[Opening Exercise data section]
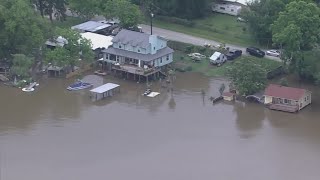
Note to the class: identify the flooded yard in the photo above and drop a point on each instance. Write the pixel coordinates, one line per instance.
(54, 134)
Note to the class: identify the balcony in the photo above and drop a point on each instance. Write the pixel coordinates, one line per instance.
(283, 107)
(134, 69)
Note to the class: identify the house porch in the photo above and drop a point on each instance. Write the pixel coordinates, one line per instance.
(283, 107)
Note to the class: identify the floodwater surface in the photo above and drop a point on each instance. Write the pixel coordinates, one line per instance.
(54, 134)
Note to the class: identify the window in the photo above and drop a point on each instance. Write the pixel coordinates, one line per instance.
(287, 101)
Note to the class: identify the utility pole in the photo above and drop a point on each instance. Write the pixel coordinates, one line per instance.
(151, 15)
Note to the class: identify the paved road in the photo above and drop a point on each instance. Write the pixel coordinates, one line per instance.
(176, 36)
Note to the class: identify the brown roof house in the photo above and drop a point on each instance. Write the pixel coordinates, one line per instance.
(287, 99)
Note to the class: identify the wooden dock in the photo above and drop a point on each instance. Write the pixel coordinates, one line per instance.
(283, 107)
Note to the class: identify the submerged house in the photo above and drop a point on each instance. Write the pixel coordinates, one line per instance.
(138, 54)
(287, 99)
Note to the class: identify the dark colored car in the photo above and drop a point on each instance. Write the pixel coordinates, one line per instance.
(255, 52)
(233, 54)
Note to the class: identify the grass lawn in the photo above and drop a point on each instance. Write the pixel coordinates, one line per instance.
(182, 61)
(219, 27)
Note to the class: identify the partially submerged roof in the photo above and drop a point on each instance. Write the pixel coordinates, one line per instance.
(215, 55)
(132, 38)
(228, 94)
(134, 55)
(104, 88)
(90, 26)
(97, 40)
(284, 92)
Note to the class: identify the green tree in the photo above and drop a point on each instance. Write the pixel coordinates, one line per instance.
(260, 15)
(297, 29)
(247, 76)
(77, 50)
(21, 65)
(87, 8)
(188, 9)
(52, 8)
(129, 14)
(22, 30)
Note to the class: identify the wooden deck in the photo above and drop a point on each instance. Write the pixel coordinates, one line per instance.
(135, 70)
(283, 107)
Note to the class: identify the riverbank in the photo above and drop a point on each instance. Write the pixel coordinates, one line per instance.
(182, 62)
(218, 27)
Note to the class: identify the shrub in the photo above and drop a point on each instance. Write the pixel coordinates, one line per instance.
(283, 82)
(189, 68)
(189, 49)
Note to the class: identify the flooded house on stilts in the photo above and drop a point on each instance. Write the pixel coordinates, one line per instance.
(138, 55)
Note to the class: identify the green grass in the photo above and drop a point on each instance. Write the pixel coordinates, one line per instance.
(219, 27)
(207, 69)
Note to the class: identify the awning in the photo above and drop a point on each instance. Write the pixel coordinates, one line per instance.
(104, 88)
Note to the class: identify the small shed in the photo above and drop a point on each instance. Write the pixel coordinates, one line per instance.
(54, 70)
(288, 99)
(228, 96)
(104, 91)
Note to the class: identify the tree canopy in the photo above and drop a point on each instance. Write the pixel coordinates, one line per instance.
(180, 8)
(298, 26)
(52, 8)
(77, 50)
(87, 11)
(21, 29)
(129, 14)
(247, 76)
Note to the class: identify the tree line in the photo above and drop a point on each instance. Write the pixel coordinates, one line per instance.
(294, 27)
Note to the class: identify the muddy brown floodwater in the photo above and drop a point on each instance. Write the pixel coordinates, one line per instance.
(53, 134)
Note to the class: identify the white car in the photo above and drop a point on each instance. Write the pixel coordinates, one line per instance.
(197, 55)
(273, 52)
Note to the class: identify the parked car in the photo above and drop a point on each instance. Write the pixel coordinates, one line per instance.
(255, 52)
(233, 54)
(218, 58)
(116, 31)
(273, 52)
(196, 55)
(135, 28)
(240, 19)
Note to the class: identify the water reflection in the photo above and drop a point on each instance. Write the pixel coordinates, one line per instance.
(249, 118)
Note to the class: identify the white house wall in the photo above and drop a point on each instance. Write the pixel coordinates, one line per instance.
(163, 61)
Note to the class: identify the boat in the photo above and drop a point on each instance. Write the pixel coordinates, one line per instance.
(30, 87)
(101, 73)
(79, 85)
(147, 92)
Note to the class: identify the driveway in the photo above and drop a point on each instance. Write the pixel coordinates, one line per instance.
(176, 36)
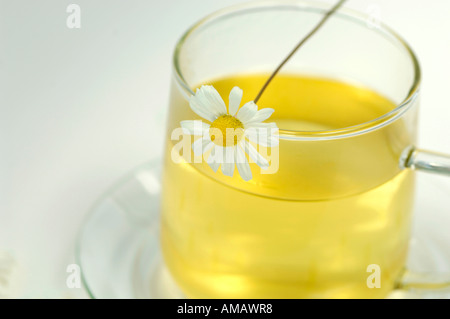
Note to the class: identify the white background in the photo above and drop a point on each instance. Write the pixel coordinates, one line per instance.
(81, 107)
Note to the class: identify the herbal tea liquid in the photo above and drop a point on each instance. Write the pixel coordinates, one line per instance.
(334, 207)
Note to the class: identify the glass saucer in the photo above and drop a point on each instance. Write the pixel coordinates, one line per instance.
(118, 244)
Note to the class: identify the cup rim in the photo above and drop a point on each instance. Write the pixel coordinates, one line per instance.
(345, 13)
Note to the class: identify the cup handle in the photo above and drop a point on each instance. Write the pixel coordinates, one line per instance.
(425, 285)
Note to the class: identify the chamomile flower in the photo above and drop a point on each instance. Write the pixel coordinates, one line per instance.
(225, 140)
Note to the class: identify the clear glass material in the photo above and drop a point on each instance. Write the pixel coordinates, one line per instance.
(341, 199)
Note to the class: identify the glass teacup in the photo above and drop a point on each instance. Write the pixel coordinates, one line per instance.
(326, 211)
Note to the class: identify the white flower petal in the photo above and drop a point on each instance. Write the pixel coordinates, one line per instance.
(208, 103)
(227, 166)
(196, 127)
(234, 100)
(254, 155)
(242, 164)
(247, 111)
(214, 159)
(271, 125)
(202, 145)
(260, 116)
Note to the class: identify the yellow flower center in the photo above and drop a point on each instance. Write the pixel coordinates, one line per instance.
(226, 130)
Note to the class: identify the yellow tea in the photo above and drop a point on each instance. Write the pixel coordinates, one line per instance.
(335, 205)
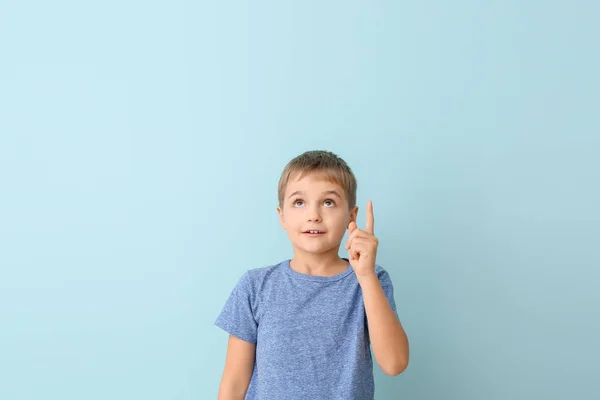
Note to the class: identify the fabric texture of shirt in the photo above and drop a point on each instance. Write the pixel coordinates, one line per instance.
(311, 333)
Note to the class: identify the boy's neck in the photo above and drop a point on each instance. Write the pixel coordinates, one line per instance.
(318, 264)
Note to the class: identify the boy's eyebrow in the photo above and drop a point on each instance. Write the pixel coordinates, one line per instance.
(324, 193)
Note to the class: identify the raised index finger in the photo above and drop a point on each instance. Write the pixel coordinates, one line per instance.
(370, 218)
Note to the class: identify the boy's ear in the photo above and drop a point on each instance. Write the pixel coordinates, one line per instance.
(281, 220)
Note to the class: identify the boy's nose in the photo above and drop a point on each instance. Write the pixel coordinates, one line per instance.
(314, 216)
[Closing Exercise data section]
Required action:
Repeat the material above in full and unchanged, minus its images.

Response to the task:
Note to the class: identify the flooded yard in the photo above and drop a point on each instance. Write the pixel coordinates, one line per instance.
(54, 134)
Note to the class: identify the balcony in the photo above and drop a point on each instance. Write the pixel coordinates, one line per instance.
(283, 107)
(134, 69)
Note to the class: identify the house porch in the photo above and drop a point on each instance. Write the pixel coordinates, one line per instance.
(283, 107)
Note to the class: identify the floodwater surface in the photo above and drop a point on each instance. Write the pixel coordinates, one line per instance.
(54, 134)
Note to the class: identify the window in the photo above and drop a point on each instance. Write the pixel coordinates, one line per instance.
(287, 101)
Note to the class: identify the utility pole in the photo above and drop a point on each instance. Write the pixel coordinates, one line per instance.
(151, 15)
Note to the class: identify the paved road in the photo above and drop a point on each instance. Write the pixel coordinates, one line per instance.
(176, 36)
Note to the class: identify the brown roof house in the photo above and drop a point on each instance. Write the pixel coordinates, one line per instance.
(287, 99)
Note to the class: identify the wooden dock in the photo above and drop a point on each instance. Write the pixel coordinates, one line per instance.
(283, 107)
Note to the class: identify the submerged house in the photo above and drop a point on each instance. Write the pixel coordinates, one line per instance.
(138, 54)
(287, 99)
Note to the class: identify the dark colored car in the photo above and drop a point on each instance. Write the pixel coordinates, one line per instance.
(255, 52)
(233, 54)
Note to the class: identify the grass lawn in the photo above and drop a point on each instance. Write the pixel coordinates, one line per instance.
(182, 61)
(219, 27)
Note to the class: identify the partially submerged roof in the photo above and drop a point on each instance. Write the pixel coordinates, one line per instance.
(215, 55)
(132, 38)
(228, 94)
(134, 55)
(104, 88)
(90, 26)
(97, 40)
(284, 92)
Note to the class: identify the green tree in the photo above and drop a point on each instance. Write the pixel coordinates, one line per instance.
(260, 15)
(297, 29)
(247, 76)
(77, 50)
(21, 65)
(87, 8)
(188, 9)
(52, 8)
(129, 14)
(22, 30)
Note to the class: identify the wooden deck in the photo above and drop a point on each instance. Write the pixel coordinates, one line per instance.
(135, 70)
(283, 107)
Note to the class: identify the riverbank in the photo above and drop a point on each instance. Write the pixel coordinates, one line per instance.
(182, 62)
(218, 27)
Note to the class: identify the shrub in the photo above and drop a point on each instance. Write the pixel coordinates, one line per instance.
(283, 82)
(189, 68)
(189, 49)
Note to the class: identify the flooded house on stilts in the photo above and drop a point on each instance. Write the pixel coordinates, one line per instance.
(138, 55)
Note to the class: identify the green grass in the photo above and drop a point on each instance. Write the pixel coordinates, one line per instance.
(219, 27)
(207, 69)
Note to the class: identify the awning in the photo above and drop a point on each instance. Write the pixel coordinates, one line per instance.
(104, 88)
Note to the class: identify the small shed in the photo above and drop a point on each instance. Write the pixel coordinates, one line per instance.
(54, 70)
(288, 99)
(228, 96)
(104, 91)
Note to the class: identify the tree canopy in the photo above and drop a point on each instance. Write the pixel coordinates, one line per instance.
(180, 8)
(298, 26)
(52, 8)
(77, 50)
(87, 11)
(21, 29)
(129, 14)
(247, 76)
Note to the class: identify the tree line in the photo above and drop a point on each instance. Write the pixel coordinates, one line per instance.
(294, 27)
Note to the class: identify the muddy brown floodwater in the photo above and drop a point on each instance. Write the pixel coordinates, one line per instance.
(53, 134)
Note to the class: identify the white car in the photo above and drop a point on each instance. Write the pixel coordinates, one line per instance.
(197, 55)
(273, 52)
Note to the class: identify the parked car in the photo above and drop a point on each instance. Write the pixel coordinates, one line per instance.
(255, 52)
(233, 54)
(218, 58)
(116, 31)
(273, 52)
(196, 55)
(135, 28)
(240, 19)
Note to the class: identify the water reflection in the photo above and drop a point on each instance. Write the pixel coordinates, one line per instance.
(249, 118)
Note to the class: identify the white house wall in the photo above and drop a point on each instance. Write the pixel coordinates, one line per instance.
(163, 61)
Note to the class: identify the boat in the photo above and drop a point on each instance. Write the pixel coordinates, one line per instance.
(30, 87)
(101, 73)
(79, 85)
(147, 92)
Note to the class: identify the driveway in the photo above and drop a point on each instance. Write the pixel coordinates, one line per instance.
(176, 36)
Note to the class: identify the white background in the photo above and drop a point on each instance. Write the pixel coordinates, one line per instance.
(81, 107)
Note to the class: identify the herbal tea liquid in the photo above and drop a point on each instance. Write the pixel coordinates, one line per instance.
(334, 207)
Note to the class: identify the glass saucer in the photo above and drop a point on each instance. Write the pixel coordinates, one line per instance.
(118, 244)
Note to the class: identify the cup rim in the photo above and drop a point on each instance. Write the pixel coordinates, one line per instance.
(345, 13)
Note to the class: identify the cup handle in the photo above and drop a point on each instance. Write the pixel coordinates, one line per instance.
(425, 285)
Note to the class: identify the chamomile flower in the photo above and drop a point on each instance. Write the pixel coordinates, one line per instance.
(225, 140)
Note to the class: identify the clear glass material in the photo above and drop a point on each instance. Write the pixel coordinates, one line per instance.
(341, 199)
Note to the class: identify the glass teacup in the photo above and drop a point on each instance. Write the pixel coordinates, one line per instance.
(326, 211)
Note to the class: identify the white flower petal in the photo above and drop a point on each instance. Write the pixel coordinates, one line per instance.
(208, 103)
(227, 166)
(196, 127)
(234, 100)
(254, 155)
(242, 164)
(247, 111)
(214, 159)
(271, 125)
(202, 145)
(260, 116)
Note to the class: identify the yellow flower center in the photo above and drop a point on each instance. Write the pixel coordinates, one line per instance.
(226, 130)
Note to the class: identify the yellow tea in the photo above and drop a point on each instance. Write the pixel coordinates, one line per instance.
(335, 205)
Note to the class: identify the fabric texture of shirt in the photo above and drop a point on each instance. Write the pixel coordinates, one line per instance.
(311, 333)
Note to the class: identify the boy's neck in the photo above and drop a point on each instance. Write the pixel coordinates, one line per instance.
(318, 264)
Note to the class: identify the boy's eyebrow in the photo above and drop a point on each instance. Write the pixel coordinates, one line per instance.
(324, 193)
Note to the class: identify the raised index finger in the photo above and drop a point on each instance. Write the pixel coordinates, one line per instance.
(370, 218)
Note to the class: identify the boy's ear in the photo above and drop a point on each instance. Write the pixel coordinates, one line per instance.
(281, 220)
Note to the class: identify the boy's nose in the photo above and drop a point on each instance. Write the pixel coordinates, one line per instance.
(314, 216)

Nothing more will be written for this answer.